Wine Tasting in the Ahr Valley of Germany


It’s time to get down with spätburgunder!

Spätburgunder doesn’t roll off the tongue, but it tastes delicious. Better known as pinot noir, spätburgunder wines come from Germany’s Ahr Valley—located half an hour south of Bonn—and pinot noir lovers will want to descend upon this up-and-coming red wine region on their next European wine journey.

Ahrtal Weinberge Mayschoss by Ralfk

Ahrtal Weinberge Mayschoss by Ralfk

Carved by the Ahr River, the land explodes with slate cliffs and steeply terraced vineyards, and, between the medieval German towns and the castle ruins, a wine tasting journey through the Ahr Valley radiates romance. If you said you could taste the castle ruins in the wines, I might believe you.

I was lucky enough to taste a selection of wines brought back from the 1st International Spätburgunder Symposium by Rudy Marchesi, winemaker of Montinore Estate. As an Oregon-based writer, I drink a lot of pinot noir, and the Ahr Valley pinots were stunning. But you don’t have to take my word for it: Decanter magazine ranked the pinot noir made by Weingut Meyer-Näkel the best pinot noir in the world in 2008—it beat wines from Burgundy, Oregon, Chile, and New Zealand.

Wine Tasting in Oregon

Wine Tasting in Oregon

The Ahr Valley is full of highlights, and below I’ve included a selection of my favorite wine producers with tasting room hours and tasting room fees. The entire valley is only 15 miles long, so it’s easy to navigate. Moreover, there’s a Red Wine Hiking Trail, which is mostly paved and lets you walk from tasting room to tasting room among terraced vineyards.

RECORDED DATA:
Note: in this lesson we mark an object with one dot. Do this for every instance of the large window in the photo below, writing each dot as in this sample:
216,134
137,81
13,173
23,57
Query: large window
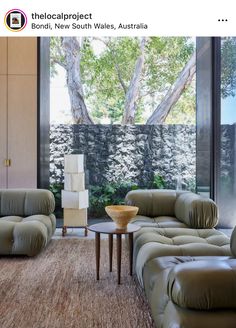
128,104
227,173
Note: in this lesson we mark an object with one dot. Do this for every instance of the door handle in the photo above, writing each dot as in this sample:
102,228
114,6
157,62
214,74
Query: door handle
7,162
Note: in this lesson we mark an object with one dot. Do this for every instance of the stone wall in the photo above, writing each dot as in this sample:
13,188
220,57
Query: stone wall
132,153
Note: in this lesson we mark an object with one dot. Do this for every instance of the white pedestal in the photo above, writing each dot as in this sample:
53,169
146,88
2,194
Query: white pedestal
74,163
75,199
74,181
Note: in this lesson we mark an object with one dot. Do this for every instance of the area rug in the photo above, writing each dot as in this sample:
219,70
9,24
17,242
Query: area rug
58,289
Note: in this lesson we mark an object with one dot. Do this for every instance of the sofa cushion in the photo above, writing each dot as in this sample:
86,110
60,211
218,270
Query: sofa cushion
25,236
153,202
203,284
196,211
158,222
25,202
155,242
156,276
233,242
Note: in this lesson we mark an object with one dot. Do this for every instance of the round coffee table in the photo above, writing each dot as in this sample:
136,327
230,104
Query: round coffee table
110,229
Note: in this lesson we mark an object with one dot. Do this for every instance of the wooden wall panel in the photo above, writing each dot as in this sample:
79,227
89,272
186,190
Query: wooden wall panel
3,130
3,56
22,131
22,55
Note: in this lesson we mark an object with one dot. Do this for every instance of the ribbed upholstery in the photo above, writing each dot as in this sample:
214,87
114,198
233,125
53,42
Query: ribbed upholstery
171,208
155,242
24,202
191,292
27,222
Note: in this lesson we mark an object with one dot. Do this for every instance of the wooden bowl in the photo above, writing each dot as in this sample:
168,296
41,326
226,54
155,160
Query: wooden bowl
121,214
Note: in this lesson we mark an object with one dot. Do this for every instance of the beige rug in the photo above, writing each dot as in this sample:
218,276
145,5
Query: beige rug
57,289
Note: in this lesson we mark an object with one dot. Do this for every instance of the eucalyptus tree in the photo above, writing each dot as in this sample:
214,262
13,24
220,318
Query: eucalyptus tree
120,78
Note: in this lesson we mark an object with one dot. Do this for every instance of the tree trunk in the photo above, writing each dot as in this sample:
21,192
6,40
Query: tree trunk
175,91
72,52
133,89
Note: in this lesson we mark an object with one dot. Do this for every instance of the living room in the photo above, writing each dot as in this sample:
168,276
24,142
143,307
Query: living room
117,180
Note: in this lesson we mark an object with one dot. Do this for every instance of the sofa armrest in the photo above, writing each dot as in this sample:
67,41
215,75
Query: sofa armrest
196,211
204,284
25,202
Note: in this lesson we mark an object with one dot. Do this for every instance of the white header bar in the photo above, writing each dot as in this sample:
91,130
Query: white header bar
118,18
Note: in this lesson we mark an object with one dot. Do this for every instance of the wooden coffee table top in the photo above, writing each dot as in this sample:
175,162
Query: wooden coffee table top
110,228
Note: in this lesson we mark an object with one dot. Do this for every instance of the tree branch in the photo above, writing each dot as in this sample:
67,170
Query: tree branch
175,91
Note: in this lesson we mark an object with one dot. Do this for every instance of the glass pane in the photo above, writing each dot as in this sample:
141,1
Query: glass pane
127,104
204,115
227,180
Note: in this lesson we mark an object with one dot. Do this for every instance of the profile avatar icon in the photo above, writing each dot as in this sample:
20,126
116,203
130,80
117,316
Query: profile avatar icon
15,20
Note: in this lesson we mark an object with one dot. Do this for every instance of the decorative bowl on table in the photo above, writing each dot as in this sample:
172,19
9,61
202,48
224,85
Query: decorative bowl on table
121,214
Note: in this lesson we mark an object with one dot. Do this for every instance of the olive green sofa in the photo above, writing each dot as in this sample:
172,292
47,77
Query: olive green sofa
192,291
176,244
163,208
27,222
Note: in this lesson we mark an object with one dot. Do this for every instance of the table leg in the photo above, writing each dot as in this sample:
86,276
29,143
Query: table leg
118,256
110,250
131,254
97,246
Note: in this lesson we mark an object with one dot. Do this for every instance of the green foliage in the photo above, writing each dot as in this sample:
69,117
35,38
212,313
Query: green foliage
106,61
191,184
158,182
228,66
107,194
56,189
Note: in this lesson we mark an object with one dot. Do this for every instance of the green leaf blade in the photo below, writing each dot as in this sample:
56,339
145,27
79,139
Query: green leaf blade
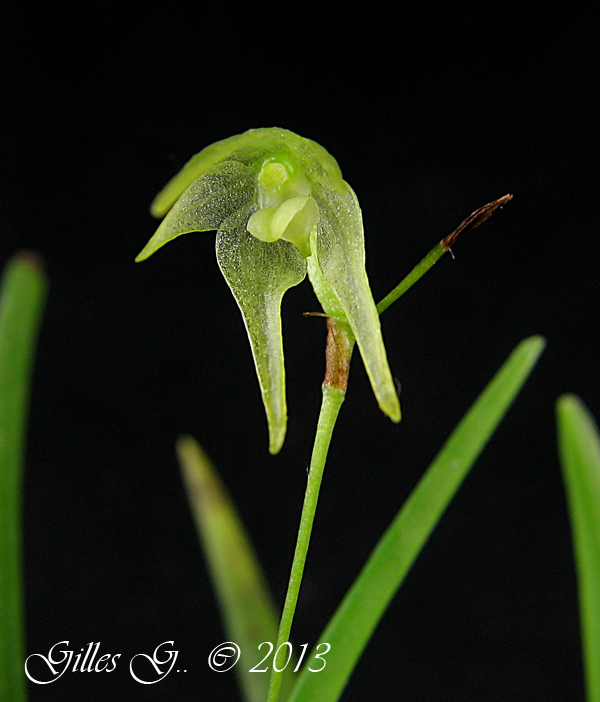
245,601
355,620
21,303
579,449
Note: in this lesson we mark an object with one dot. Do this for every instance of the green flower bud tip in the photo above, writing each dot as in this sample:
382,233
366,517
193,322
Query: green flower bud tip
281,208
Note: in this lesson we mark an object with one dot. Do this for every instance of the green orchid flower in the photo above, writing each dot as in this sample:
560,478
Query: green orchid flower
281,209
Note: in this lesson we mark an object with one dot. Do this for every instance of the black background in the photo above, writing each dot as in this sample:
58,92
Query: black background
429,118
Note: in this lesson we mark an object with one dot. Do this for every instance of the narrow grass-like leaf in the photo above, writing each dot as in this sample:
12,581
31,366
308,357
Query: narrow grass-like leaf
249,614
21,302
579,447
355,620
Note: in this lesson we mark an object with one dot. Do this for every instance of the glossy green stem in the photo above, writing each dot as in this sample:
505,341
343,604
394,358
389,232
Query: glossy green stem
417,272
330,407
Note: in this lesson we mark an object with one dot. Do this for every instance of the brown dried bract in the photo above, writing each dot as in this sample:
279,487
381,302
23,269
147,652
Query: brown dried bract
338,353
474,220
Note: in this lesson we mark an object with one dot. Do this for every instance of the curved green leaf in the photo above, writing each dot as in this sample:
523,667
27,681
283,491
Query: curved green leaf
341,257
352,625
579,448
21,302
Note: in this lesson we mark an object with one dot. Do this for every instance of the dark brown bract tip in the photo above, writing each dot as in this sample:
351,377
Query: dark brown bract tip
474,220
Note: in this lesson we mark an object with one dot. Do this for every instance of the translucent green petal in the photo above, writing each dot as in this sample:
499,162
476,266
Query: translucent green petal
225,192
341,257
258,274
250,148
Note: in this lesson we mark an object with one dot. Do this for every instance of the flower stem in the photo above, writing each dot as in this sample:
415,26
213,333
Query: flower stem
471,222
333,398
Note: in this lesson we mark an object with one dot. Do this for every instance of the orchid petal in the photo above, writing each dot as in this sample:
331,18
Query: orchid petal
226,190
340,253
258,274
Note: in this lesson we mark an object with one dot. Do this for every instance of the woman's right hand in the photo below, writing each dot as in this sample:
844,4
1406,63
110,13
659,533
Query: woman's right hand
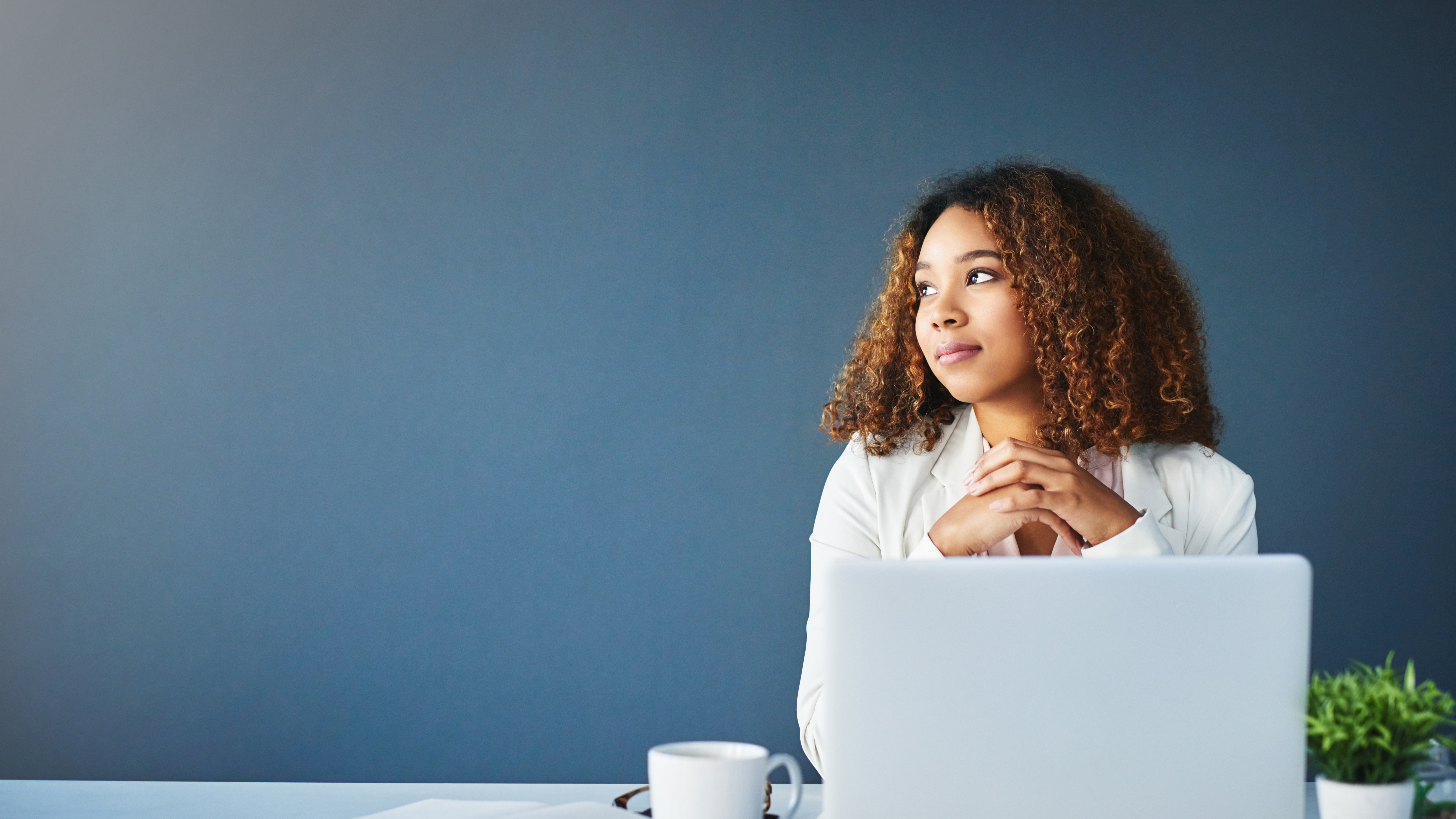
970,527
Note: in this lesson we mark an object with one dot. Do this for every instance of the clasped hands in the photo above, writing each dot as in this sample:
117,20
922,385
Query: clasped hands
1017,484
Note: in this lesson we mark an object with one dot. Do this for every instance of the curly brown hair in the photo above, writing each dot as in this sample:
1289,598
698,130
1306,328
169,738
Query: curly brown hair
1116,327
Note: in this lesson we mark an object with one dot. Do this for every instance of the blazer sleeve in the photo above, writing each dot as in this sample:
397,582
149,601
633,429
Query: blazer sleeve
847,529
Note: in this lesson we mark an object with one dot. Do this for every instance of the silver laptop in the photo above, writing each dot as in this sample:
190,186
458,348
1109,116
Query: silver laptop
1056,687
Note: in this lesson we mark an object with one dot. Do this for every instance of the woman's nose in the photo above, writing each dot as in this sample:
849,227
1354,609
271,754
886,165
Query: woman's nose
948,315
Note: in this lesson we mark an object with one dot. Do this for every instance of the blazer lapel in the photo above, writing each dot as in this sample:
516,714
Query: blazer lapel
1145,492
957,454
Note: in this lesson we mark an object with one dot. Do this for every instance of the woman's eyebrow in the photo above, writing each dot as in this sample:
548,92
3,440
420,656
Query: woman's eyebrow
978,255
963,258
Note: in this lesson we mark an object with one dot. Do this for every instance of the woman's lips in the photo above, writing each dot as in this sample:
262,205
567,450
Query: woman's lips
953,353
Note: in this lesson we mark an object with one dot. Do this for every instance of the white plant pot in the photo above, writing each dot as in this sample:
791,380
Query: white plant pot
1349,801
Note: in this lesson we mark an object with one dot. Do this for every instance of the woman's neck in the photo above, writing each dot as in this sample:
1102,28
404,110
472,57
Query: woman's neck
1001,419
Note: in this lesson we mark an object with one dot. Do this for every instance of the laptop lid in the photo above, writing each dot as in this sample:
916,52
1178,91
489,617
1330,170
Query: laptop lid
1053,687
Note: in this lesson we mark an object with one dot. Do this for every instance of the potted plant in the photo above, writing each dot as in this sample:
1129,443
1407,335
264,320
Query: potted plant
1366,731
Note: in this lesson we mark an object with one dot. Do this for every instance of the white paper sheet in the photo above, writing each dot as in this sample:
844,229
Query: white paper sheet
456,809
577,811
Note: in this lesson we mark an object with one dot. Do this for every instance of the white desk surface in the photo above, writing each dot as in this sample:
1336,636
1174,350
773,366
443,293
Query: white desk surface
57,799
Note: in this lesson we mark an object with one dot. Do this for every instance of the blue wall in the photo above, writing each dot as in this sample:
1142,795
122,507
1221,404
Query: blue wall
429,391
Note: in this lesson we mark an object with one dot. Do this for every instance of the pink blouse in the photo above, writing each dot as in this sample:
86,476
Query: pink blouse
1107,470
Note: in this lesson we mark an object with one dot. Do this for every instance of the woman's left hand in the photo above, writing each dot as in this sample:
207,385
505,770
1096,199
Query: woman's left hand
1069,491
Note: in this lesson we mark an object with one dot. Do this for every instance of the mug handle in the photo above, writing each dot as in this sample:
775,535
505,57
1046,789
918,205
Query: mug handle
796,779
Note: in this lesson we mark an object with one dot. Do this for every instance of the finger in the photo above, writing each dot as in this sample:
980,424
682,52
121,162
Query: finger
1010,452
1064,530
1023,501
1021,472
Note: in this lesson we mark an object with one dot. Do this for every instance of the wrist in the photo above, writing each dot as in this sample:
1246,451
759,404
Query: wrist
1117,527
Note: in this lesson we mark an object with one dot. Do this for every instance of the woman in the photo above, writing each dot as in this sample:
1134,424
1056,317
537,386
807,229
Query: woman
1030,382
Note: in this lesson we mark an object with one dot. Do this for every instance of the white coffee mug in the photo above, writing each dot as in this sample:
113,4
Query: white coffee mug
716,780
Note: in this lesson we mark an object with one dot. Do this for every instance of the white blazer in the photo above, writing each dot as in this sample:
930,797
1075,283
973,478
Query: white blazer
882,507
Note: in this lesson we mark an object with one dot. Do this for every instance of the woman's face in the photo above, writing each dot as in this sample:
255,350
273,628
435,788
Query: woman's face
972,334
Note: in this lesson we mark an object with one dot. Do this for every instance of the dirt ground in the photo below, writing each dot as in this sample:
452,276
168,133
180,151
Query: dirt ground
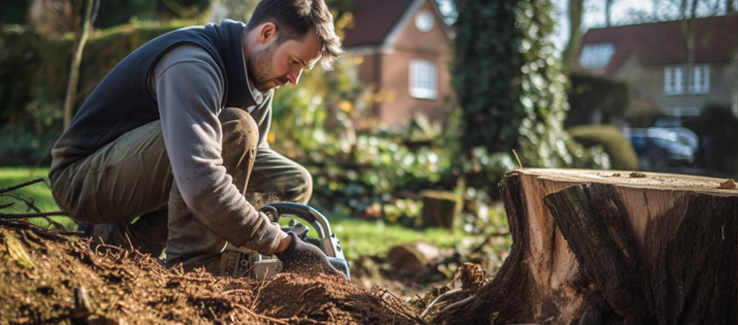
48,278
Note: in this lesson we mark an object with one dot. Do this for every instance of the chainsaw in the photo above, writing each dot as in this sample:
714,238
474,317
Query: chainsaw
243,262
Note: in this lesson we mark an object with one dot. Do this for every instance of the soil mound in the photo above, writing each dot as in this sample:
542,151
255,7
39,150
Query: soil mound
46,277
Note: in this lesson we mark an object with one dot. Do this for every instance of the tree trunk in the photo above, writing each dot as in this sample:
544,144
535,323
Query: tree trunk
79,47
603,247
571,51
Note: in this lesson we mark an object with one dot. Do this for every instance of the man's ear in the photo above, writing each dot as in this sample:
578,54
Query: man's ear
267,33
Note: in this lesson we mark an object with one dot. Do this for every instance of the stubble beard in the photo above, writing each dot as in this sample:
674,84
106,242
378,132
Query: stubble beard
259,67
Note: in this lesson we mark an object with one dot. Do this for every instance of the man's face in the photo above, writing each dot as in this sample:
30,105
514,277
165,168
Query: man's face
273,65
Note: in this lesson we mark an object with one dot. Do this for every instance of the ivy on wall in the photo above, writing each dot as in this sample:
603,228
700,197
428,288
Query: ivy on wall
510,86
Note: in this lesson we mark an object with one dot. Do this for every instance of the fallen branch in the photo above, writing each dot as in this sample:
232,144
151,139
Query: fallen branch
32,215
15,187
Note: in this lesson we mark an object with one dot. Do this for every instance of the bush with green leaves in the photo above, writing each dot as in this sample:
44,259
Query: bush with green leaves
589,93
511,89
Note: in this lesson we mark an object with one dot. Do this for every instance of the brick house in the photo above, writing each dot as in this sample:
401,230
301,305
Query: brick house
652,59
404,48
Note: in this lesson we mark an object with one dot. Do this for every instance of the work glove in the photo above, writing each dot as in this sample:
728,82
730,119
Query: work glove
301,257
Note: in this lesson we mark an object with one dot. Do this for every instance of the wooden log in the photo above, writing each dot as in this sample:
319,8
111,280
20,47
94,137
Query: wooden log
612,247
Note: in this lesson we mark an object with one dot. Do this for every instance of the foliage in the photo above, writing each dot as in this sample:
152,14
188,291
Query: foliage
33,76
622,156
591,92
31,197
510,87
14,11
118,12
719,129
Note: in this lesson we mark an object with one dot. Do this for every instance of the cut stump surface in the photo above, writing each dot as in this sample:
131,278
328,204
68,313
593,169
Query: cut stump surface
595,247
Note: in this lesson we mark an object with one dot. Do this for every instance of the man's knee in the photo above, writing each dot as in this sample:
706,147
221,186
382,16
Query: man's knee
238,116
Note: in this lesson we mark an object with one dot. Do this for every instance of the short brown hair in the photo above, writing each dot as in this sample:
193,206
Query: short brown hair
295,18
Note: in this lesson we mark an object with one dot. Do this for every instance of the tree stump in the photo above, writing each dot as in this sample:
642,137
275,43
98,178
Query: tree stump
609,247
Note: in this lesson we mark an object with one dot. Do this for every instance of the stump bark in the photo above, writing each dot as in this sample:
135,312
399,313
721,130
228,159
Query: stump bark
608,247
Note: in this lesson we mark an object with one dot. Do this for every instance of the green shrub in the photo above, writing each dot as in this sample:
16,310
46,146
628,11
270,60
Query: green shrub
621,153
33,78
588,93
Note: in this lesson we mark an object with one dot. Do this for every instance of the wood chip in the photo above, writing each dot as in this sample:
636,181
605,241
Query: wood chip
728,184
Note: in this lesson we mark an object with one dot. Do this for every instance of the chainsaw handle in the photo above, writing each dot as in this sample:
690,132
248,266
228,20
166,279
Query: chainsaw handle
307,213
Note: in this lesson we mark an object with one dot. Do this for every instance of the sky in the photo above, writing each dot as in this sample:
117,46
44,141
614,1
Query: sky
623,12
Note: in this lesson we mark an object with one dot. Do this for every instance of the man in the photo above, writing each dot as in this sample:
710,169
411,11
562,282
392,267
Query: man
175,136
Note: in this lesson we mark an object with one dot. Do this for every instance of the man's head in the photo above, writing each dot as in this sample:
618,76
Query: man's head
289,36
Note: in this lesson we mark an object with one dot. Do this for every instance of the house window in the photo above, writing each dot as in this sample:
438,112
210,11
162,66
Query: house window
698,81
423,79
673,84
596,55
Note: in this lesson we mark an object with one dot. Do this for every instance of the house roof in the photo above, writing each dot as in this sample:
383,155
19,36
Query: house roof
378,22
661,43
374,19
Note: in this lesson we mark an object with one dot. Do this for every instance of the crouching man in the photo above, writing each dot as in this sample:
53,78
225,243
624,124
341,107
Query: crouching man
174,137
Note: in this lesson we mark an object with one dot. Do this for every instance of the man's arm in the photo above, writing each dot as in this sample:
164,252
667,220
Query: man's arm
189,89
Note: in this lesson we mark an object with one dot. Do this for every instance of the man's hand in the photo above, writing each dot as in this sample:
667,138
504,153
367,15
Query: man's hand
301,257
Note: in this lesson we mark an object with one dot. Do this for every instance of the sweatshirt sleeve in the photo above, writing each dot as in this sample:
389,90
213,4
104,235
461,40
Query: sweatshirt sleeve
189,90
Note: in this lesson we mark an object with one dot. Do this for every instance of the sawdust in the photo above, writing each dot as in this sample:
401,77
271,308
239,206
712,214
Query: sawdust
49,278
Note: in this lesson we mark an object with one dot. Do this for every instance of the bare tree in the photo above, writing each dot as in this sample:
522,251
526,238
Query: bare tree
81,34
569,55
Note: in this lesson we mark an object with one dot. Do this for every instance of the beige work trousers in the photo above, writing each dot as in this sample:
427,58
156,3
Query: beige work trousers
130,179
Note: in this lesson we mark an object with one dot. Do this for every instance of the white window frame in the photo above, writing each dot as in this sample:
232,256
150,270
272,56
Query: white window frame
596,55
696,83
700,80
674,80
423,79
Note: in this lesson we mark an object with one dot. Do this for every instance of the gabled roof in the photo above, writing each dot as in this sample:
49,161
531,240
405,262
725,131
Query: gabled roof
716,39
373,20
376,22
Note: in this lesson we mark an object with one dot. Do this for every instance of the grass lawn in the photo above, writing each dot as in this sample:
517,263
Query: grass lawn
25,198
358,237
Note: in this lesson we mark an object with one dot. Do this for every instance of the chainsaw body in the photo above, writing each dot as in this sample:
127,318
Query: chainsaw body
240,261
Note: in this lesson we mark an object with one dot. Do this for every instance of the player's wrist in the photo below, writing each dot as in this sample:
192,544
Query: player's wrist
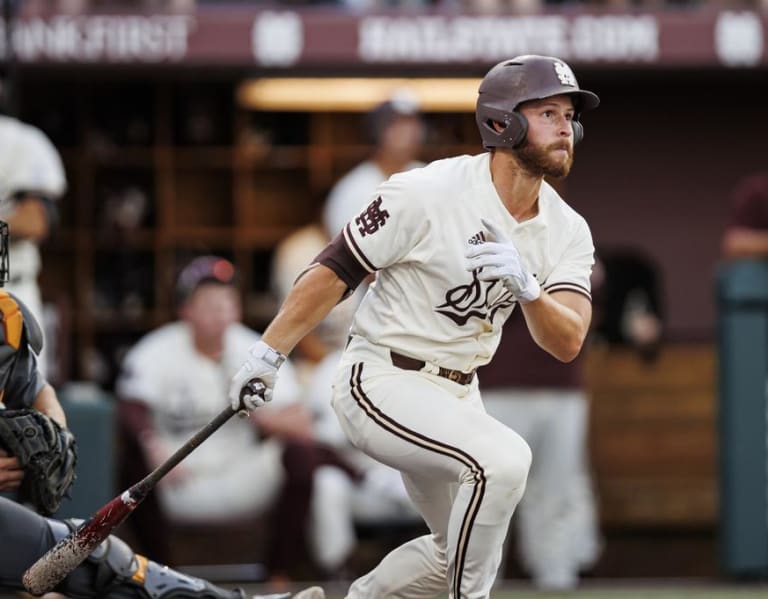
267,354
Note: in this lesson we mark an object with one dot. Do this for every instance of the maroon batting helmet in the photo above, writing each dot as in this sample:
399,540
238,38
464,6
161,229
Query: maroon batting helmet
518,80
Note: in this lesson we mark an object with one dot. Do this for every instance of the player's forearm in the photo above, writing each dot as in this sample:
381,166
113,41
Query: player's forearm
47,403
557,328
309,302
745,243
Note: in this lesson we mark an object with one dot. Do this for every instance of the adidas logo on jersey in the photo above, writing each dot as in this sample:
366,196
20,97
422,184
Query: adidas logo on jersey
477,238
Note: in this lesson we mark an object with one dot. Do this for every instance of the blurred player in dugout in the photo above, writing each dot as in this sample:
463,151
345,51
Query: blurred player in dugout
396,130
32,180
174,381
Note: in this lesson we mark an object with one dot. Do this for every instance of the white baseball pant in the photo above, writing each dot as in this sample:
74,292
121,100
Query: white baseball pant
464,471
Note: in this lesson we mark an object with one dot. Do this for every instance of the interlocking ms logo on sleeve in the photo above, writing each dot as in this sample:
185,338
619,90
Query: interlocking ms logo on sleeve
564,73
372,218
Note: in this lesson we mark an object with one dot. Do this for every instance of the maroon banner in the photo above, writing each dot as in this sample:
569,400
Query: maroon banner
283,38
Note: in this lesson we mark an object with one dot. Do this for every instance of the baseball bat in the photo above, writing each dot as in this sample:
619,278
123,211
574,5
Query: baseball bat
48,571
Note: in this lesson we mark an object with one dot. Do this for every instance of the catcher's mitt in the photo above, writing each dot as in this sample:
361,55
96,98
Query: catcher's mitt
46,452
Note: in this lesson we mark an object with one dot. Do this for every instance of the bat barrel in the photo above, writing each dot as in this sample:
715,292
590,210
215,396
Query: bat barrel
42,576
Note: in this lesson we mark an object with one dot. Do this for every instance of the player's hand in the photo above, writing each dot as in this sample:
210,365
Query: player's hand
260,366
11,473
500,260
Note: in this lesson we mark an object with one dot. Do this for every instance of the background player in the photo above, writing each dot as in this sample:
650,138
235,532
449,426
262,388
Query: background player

DIRECTIVES:
a) In the Ahr Valley wine text, which magazine ranked the Weingut Meyer-Näkel pinot noir the best in the world in 2008?
b) Print the part of the Ahr Valley wine text starting with "The Ahr Valley is" and going on through "among terraced vineyards.".

SOLVED TASKS:
a) Decanter magazine.

b)
The Ahr Valley is full of highlights, and below I’ve included a selection of my favorite wine producers with tasting room hours and tasting room fees. The entire valley is only 15 miles long, so it’s easy to navigate. Moreover, there’s a Red Wine Hiking Trail, which is mostly paved and lets you walk from tasting room to tasting room among terraced vineyards.